= Work item =
Reproduce exactly the lines of the material beneath, from the line that contains "Find the black rubber" to the line that contains "pixel 311 263", both included, and no other lines.

********

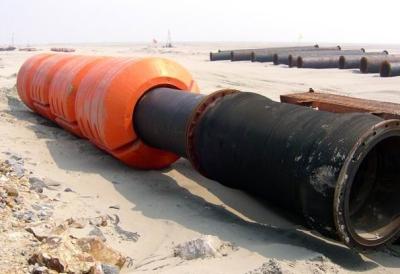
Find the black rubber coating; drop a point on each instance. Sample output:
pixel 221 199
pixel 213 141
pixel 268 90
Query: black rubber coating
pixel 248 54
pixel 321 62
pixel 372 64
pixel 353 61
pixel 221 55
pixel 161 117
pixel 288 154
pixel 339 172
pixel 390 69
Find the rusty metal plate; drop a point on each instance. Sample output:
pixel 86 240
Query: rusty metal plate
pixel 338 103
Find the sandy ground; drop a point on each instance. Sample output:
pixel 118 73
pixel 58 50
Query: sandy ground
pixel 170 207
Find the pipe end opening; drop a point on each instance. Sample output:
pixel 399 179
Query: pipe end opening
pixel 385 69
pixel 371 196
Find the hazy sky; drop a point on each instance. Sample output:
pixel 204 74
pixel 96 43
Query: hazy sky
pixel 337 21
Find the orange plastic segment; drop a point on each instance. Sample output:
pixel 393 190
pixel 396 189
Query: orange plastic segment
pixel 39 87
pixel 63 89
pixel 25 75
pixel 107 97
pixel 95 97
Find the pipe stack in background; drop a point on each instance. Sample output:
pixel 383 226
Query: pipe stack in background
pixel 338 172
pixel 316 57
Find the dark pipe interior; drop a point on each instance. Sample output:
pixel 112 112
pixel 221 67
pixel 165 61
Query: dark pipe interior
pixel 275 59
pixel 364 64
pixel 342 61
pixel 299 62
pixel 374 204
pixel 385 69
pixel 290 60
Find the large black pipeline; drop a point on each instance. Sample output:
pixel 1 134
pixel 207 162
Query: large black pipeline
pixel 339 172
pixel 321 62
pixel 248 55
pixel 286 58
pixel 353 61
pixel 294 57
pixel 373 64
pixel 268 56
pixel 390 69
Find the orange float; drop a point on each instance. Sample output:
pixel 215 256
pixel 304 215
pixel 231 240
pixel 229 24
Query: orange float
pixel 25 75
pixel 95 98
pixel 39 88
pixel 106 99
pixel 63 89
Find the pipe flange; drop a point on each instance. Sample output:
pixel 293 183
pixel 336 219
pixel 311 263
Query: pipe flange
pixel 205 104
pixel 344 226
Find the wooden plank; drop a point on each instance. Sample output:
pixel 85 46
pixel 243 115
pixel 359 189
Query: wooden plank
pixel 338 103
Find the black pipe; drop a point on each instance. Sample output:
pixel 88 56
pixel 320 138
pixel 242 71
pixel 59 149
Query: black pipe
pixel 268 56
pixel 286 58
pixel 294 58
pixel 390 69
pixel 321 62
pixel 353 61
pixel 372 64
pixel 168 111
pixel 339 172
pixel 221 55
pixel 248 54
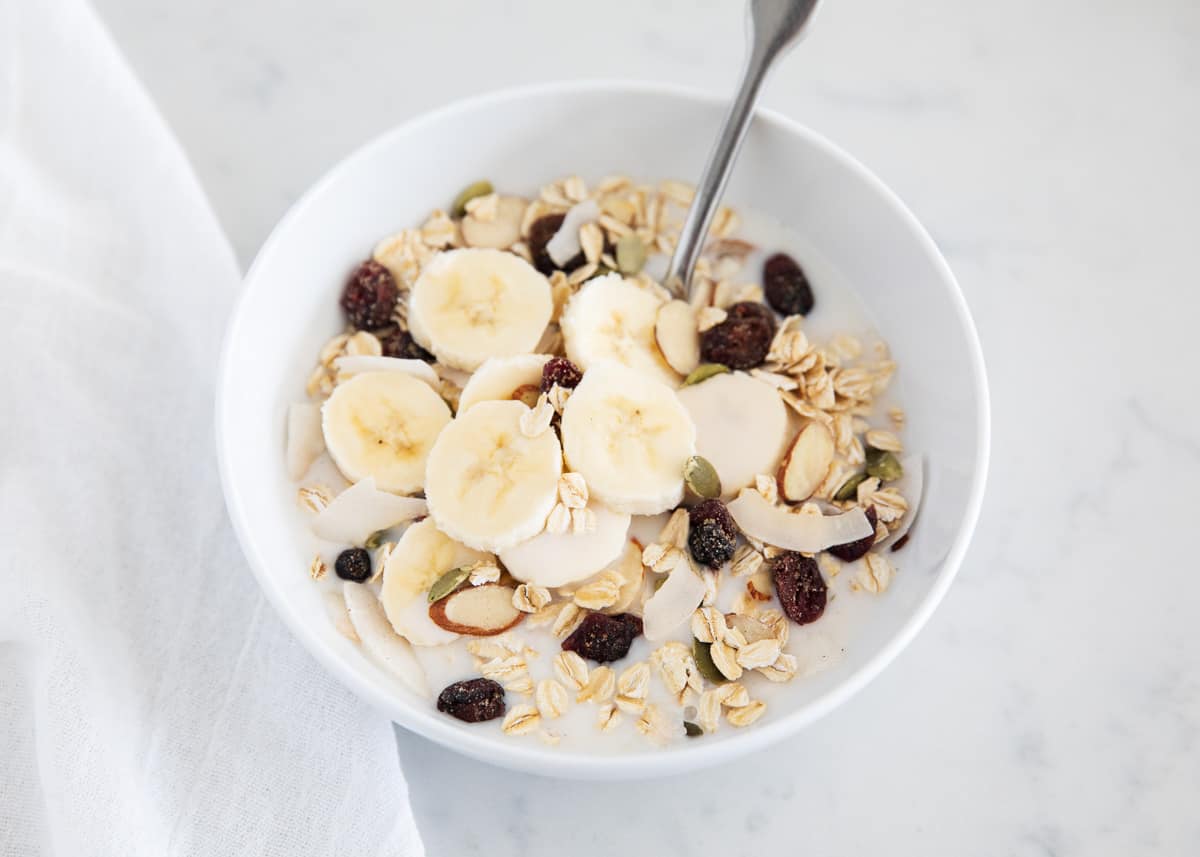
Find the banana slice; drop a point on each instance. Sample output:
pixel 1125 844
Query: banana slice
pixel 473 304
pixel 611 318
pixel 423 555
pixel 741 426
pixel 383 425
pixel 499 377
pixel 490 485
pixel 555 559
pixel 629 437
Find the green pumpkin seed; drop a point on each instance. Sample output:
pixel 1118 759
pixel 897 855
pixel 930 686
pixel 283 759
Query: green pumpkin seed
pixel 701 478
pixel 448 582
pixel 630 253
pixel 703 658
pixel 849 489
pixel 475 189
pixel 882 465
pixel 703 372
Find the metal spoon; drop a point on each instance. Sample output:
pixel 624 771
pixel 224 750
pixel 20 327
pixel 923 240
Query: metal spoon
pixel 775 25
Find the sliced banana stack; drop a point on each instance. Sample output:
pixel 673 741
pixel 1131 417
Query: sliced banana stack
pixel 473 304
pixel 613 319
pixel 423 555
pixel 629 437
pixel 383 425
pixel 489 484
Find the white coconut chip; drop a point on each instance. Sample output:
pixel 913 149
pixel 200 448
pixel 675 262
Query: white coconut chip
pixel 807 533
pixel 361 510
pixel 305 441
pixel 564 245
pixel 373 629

********

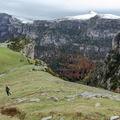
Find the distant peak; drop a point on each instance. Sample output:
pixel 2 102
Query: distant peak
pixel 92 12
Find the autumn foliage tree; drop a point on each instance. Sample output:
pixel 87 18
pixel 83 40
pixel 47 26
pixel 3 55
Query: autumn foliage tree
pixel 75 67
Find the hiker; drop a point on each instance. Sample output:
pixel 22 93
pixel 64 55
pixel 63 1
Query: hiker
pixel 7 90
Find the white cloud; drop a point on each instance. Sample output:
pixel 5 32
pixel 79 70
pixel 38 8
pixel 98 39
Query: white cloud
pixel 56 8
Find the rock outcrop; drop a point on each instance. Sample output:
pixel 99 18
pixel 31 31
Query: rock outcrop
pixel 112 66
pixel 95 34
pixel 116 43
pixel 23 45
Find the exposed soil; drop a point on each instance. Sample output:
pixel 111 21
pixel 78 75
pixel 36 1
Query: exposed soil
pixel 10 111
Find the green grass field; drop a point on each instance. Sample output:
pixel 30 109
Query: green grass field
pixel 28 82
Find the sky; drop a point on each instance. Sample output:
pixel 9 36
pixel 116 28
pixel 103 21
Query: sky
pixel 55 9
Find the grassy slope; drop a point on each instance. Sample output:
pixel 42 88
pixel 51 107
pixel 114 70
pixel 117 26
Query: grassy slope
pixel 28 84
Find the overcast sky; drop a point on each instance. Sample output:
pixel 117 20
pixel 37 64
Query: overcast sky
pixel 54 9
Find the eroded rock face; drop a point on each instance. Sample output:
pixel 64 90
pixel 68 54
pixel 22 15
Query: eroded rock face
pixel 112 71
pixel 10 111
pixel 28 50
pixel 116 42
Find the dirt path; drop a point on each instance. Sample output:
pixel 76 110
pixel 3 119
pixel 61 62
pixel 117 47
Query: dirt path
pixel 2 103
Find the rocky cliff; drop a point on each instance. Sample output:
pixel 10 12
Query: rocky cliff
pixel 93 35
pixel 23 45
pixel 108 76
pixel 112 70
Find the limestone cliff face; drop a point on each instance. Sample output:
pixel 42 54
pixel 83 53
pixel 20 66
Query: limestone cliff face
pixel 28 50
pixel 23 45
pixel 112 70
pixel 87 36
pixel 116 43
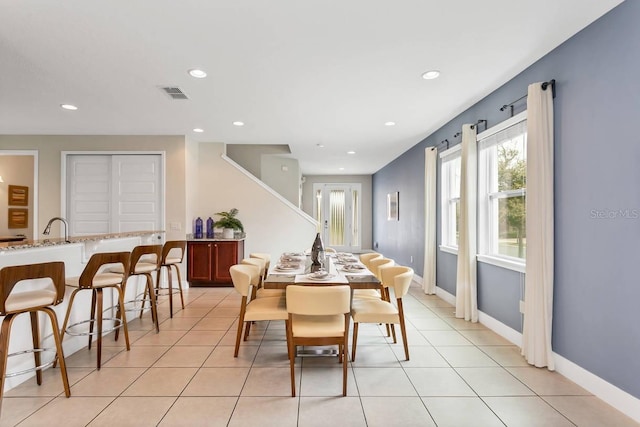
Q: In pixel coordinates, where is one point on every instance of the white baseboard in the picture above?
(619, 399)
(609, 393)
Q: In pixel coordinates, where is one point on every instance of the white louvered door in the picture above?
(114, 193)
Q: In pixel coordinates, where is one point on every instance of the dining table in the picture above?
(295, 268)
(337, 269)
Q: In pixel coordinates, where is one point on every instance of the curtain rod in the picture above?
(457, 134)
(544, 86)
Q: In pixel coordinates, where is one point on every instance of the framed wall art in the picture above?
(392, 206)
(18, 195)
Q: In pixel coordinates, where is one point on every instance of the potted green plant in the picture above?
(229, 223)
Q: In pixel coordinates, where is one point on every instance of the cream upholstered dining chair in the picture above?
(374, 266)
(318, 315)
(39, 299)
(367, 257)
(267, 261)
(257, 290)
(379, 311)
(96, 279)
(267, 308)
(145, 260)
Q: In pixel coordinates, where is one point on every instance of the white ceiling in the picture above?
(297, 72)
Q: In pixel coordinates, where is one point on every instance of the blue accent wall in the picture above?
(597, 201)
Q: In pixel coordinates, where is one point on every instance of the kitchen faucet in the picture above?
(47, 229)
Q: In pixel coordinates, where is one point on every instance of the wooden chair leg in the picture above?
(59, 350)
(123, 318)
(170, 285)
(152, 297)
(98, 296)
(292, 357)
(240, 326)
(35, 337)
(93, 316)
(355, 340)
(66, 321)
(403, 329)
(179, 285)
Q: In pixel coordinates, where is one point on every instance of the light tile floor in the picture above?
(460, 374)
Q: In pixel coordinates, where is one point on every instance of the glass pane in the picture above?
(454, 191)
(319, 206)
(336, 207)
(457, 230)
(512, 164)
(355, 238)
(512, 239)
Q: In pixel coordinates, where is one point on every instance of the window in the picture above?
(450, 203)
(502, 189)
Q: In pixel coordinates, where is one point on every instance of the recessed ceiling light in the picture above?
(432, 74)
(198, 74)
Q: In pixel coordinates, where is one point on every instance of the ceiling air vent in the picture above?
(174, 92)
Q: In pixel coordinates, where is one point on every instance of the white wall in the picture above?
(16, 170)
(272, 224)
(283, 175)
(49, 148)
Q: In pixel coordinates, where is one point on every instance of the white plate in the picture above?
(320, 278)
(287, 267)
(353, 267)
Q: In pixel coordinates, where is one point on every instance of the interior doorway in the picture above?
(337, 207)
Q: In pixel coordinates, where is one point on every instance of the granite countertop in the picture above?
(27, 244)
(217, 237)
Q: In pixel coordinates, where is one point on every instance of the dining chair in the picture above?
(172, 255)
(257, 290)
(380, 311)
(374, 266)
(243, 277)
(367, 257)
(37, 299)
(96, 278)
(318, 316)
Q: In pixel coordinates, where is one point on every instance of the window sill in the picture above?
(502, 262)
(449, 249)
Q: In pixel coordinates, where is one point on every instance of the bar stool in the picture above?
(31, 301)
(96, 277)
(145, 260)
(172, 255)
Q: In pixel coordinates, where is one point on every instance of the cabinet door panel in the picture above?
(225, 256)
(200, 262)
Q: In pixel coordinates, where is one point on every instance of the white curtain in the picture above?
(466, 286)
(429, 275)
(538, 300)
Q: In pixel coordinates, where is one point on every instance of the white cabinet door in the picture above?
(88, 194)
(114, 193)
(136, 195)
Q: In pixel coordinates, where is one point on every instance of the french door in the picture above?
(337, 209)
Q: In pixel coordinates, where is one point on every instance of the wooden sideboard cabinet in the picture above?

********

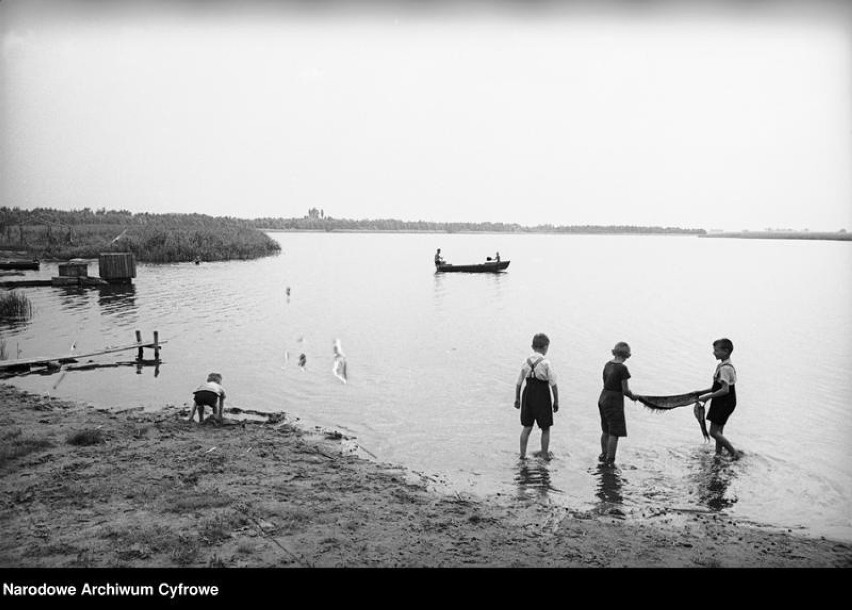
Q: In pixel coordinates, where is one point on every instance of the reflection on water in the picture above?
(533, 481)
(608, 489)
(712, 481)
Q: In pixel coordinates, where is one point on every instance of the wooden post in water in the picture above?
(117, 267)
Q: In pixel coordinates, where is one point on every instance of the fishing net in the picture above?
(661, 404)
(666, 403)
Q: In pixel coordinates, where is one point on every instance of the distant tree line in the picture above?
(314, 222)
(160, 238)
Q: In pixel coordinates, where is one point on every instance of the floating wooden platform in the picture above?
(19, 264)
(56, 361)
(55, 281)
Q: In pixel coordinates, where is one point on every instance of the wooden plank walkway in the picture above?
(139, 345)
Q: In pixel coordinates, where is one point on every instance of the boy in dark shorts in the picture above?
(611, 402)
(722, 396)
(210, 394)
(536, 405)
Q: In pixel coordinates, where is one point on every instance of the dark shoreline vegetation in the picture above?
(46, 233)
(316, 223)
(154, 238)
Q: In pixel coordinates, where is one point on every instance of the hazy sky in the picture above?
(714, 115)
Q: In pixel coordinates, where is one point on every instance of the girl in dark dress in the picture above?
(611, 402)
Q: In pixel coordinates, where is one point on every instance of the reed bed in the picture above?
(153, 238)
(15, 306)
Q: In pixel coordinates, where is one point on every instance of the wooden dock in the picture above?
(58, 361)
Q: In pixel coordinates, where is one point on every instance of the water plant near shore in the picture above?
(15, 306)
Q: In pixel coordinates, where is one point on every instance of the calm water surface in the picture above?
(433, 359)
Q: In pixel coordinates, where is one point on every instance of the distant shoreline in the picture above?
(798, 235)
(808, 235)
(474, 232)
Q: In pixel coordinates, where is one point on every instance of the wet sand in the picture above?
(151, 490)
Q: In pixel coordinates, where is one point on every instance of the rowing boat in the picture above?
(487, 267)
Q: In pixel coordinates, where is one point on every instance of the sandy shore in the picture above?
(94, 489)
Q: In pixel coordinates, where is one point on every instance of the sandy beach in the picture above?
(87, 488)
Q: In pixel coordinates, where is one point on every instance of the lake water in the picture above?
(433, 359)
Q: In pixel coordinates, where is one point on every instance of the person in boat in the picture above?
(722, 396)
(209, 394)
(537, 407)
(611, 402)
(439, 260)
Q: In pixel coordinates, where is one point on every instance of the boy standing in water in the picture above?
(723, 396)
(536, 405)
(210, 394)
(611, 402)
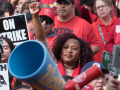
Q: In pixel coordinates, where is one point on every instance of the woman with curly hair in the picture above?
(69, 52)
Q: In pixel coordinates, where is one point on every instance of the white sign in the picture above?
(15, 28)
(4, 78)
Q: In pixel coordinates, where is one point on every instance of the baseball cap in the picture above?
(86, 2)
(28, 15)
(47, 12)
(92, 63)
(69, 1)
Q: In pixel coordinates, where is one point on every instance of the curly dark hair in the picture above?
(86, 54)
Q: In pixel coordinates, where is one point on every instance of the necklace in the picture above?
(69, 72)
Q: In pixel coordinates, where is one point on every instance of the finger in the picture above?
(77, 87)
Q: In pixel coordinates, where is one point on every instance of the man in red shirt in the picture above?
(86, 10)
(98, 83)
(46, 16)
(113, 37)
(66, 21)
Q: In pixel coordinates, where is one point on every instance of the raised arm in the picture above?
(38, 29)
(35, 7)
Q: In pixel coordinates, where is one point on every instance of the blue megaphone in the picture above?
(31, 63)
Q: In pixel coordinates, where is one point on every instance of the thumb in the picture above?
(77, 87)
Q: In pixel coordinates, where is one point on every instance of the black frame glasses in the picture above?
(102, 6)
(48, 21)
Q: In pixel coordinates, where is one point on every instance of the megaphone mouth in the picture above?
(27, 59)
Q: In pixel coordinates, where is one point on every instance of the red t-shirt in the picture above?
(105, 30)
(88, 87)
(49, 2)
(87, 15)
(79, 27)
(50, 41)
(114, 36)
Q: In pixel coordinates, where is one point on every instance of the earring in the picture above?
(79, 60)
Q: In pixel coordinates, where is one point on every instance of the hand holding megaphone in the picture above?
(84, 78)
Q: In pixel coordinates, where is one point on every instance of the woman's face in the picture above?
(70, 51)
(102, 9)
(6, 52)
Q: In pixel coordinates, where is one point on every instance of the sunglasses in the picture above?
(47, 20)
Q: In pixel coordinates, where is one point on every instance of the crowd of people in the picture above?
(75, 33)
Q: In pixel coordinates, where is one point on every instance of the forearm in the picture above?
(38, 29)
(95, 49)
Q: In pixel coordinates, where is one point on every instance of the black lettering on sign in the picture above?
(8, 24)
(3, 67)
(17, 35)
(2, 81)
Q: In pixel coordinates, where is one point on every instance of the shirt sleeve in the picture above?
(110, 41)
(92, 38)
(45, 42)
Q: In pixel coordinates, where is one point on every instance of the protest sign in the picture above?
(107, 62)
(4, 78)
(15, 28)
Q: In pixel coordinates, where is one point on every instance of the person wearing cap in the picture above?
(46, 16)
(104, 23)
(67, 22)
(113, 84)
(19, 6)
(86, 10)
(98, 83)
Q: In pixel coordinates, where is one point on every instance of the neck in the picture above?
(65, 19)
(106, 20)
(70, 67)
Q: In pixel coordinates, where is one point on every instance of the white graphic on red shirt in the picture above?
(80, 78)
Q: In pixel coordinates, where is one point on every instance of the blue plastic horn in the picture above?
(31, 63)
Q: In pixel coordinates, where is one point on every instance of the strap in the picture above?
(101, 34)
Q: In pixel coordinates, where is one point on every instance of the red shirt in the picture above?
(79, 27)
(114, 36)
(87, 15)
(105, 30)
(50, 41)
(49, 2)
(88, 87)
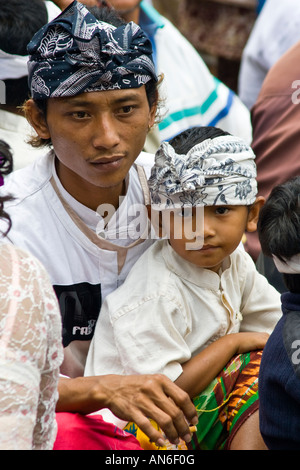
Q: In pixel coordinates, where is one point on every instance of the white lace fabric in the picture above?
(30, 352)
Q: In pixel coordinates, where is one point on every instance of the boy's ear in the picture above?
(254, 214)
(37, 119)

********

= Solution to the exercise =
Find the black rubber coating; drop a point on each instance. Sample output:
pixel 221 199
pixel 213 141
pixel 268 90
Query: black rubber coating
pixel 248 54
pixel 321 62
pixel 372 64
pixel 353 61
pixel 221 55
pixel 161 117
pixel 288 154
pixel 339 172
pixel 390 69
Find the rusty metal plate; drop a point on each instance. Sample output:
pixel 86 240
Query: rusty metal plate
pixel 338 103
Find the sandy ground; drop a point on each instance. Sample output:
pixel 118 73
pixel 58 50
Query: sandy ground
pixel 170 207
Find the pipe end opening; drop a point on each instance. Sample output:
pixel 399 179
Query: pipe end opening
pixel 385 69
pixel 371 196
Find the hazy sky; drop a point on each instance. Sample output:
pixel 204 74
pixel 96 43
Query: hazy sky
pixel 337 21
Find the orange plastic segment; drop a point on each instance. Sample output:
pixel 393 190
pixel 396 189
Query: orange plastic segment
pixel 39 87
pixel 63 89
pixel 25 75
pixel 107 97
pixel 95 97
Find the pipe stack in background; drop a point on each instance. Sample output:
pixel 383 226
Query: pipe stack in background
pixel 338 172
pixel 316 57
Find the dark pipe interior; drop a point on each instance. Sample output:
pixel 112 112
pixel 221 67
pixel 165 61
Query: dark pipe interior
pixel 275 59
pixel 364 64
pixel 342 61
pixel 299 62
pixel 374 204
pixel 385 69
pixel 290 60
Find the large black pipeline; drop a point on each instance. Sample output:
pixel 1 134
pixel 207 162
Query: large black pipeline
pixel 339 172
pixel 321 62
pixel 248 55
pixel 286 58
pixel 353 61
pixel 294 57
pixel 373 64
pixel 268 56
pixel 390 69
Find the orange float; drop a point on each instance. Sample output:
pixel 215 256
pixel 304 215
pixel 231 240
pixel 229 24
Query: orange float
pixel 25 75
pixel 95 98
pixel 39 88
pixel 106 99
pixel 63 89
Find the pipe flange; drop a point on each instance. Sample output:
pixel 293 183
pixel 336 219
pixel 311 263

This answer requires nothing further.